Contract
Exhibit 5.1
THIS INSTRUMENT AND ANY SECURITIES ISSUABLE PURSUANT HERETO HAVE NOT BEEN REGISTERED UNDER THE SECURITIES ACT OF 1933, AS AMENDED (THE “SECURITIES ACT”), OR UNDER THE SECURITIES LAWS OF CERTAIN STATES. THESE SECURITIES MAY NOT BE OFFERED, SOLD OR OTHERWISE TRANSFERRED, PLEDGED OR HYPOTHECATED EXCEPT AS PERMITTED IN THIS SAFE AND UNDER THE ACT AND APPLICABLE STATE SECURITIES LAWS PURSUANT TO AN EFFECTIVE REGISTRATION STATEMENT OR AN EXEMPTION THEREFROM.
RENTBERRY, INC.
SAFE
(Simple Agreement for Future Equity)
THIS CERTIFIES THAT in exchange for the payment by [INVESTOR NAME], (the “Investor”) of [AMOUNT] (the “Purchase Amount”) on or about [EFFECTIVE DATE], RENTBERRY, INC., a Delaware corporation (the “Company”), issues to the Investor the right to certain shares of the Company’s Capital Stock, subject to the terms described below.
The “Pre-Money Valuation Cap” is $7,000,000.
The “Discount Rate” is 30%.
See Section 2 for certain additional defined terms.
1. Events
(a) Next Equity Financing. If there is a Next Equity Financing before the expiration or termination of this Safe, on the initial closing of such Next Equity Financing, this Safe will automatically convert into the number of shares of Safe Preferred Stock equal to the Purchase Amount divided by the Conversion Price.
In connection with the automatic conversion of this Safe into shares of Safe Preferred Stock, the Investor will execute and deliver to the Company all of the transaction documents related to the Next Equity Financing; provided, that such documents are the same documents to be entered into with the purchasers of Standard Preferred Stock, with appropriate variations for the Safe Preferred Stock if applicable, and provided further, that such documents have customary exceptions to any drag-along applicable to the Investor, including, without limitation, limited representations and warranties and limited liability and indemnification obligations on the part of the Investor.
(b) Liquidity Event. If there is a Liquidity Event before the termination of this Safe, the Investor will automatically receive, immediately prior to or concurrent with the consummation of such Liquidity Event, a number of shares of Common Stock equal to the Purchase Amount divided by the Liquidity Price (the “Liquidity Event Shares”).

**WRITTEN EXERCISE A**
Rescale the entries below by giving all of their lines again, requests included, with every coordinate in the answers multiplied by 2.25 and rounded to the nearest whole number, halves rounded up.
The entries have no connection to the agreement.

**GIVEN INFORMATION**
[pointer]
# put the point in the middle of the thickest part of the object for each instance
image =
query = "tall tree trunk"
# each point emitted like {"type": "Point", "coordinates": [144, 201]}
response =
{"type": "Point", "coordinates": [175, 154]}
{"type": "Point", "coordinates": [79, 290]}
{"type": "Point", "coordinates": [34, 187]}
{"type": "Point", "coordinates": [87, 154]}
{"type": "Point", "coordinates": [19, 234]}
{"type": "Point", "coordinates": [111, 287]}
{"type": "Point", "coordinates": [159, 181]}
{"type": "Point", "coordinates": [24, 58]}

**WRITTEN EXERCISE B**
Update the agreement's text between "THIS CERTIFIES THAT" and "terms described below.", inclusive, giving it again with "Delaware" replaced by "Nevada".

**COMPLETE OUTPUT A**
[pointer]
# put the point in the middle of the thickest part of the object for each instance
image =
query = "tall tree trunk"
# each point emitted like {"type": "Point", "coordinates": [144, 201]}
response =
{"type": "Point", "coordinates": [394, 347]}
{"type": "Point", "coordinates": [178, 653]}
{"type": "Point", "coordinates": [77, 421]}
{"type": "Point", "coordinates": [196, 347]}
{"type": "Point", "coordinates": [43, 527]}
{"type": "Point", "coordinates": [250, 646]}
{"type": "Point", "coordinates": [358, 407]}
{"type": "Point", "coordinates": [54, 131]}

**COMPLETE OUTPUT B**
THIS CERTIFIES THAT in exchange for the payment by [INVESTOR NAME], (the “Investor”) of [AMOUNT] (the “Purchase Amount”) on or about [EFFECTIVE DATE], RENTBERRY, INC., a Nevada corporation (the “Company”), issues to the Investor the right to certain shares of the Company’s Capital Stock, subject to the terms described below.